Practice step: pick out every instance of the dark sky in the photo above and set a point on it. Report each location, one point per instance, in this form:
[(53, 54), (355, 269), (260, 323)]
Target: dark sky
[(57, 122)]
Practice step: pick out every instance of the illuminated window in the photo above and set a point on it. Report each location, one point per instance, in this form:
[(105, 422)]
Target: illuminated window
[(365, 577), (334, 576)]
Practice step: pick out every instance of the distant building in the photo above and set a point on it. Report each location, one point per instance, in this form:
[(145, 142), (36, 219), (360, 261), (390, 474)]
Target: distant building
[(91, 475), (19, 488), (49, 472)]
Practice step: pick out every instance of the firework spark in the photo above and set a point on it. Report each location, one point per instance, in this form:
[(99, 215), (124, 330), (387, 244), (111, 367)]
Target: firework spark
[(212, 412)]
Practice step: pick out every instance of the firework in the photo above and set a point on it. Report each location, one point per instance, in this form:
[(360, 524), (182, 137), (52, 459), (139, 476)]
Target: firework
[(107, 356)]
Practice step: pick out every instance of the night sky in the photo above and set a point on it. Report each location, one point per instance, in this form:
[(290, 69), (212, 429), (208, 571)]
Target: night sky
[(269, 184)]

What you have to do:
Repeat each of the records exactly as written.

Solution to the problem:
Practice step: pick out every instance of the dark sky in the photo above and set a point on it. Report each location, one point per instance, in this form:
[(53, 54), (355, 269), (260, 323)]
Target: dark sky
[(57, 122)]
Practice step: pick out every instance of the illuminated window in the photo above and set a point on it. Report each location, one point per instance, in this form:
[(105, 422)]
Target: illuminated window
[(365, 577), (334, 576)]
Practice step: pick out every instance of the distant building in the photo above and set a point on it. Report each location, one point per instance, in this form:
[(145, 142), (36, 219), (360, 261), (390, 474)]
Target: distant building
[(91, 475), (19, 488), (49, 472)]
Practice step: pick out every instance of the firework spark in the photo above and set a point on it. Report each location, one point per instance, in this form:
[(99, 215), (124, 330), (387, 244), (111, 367)]
Target: firework spark
[(212, 412)]
Practice step: pick out every instance of the firework in the photo above and set a point on it. Report each location, one point per instance, in this form:
[(360, 524), (182, 137), (52, 459), (139, 476)]
Target: firework
[(107, 356)]
Practice step: pick out every instance of the night sky in the photo above and set a point on it. Report each location, one point per instance, in this form:
[(290, 69), (212, 429), (208, 571)]
Target: night sky
[(269, 184)]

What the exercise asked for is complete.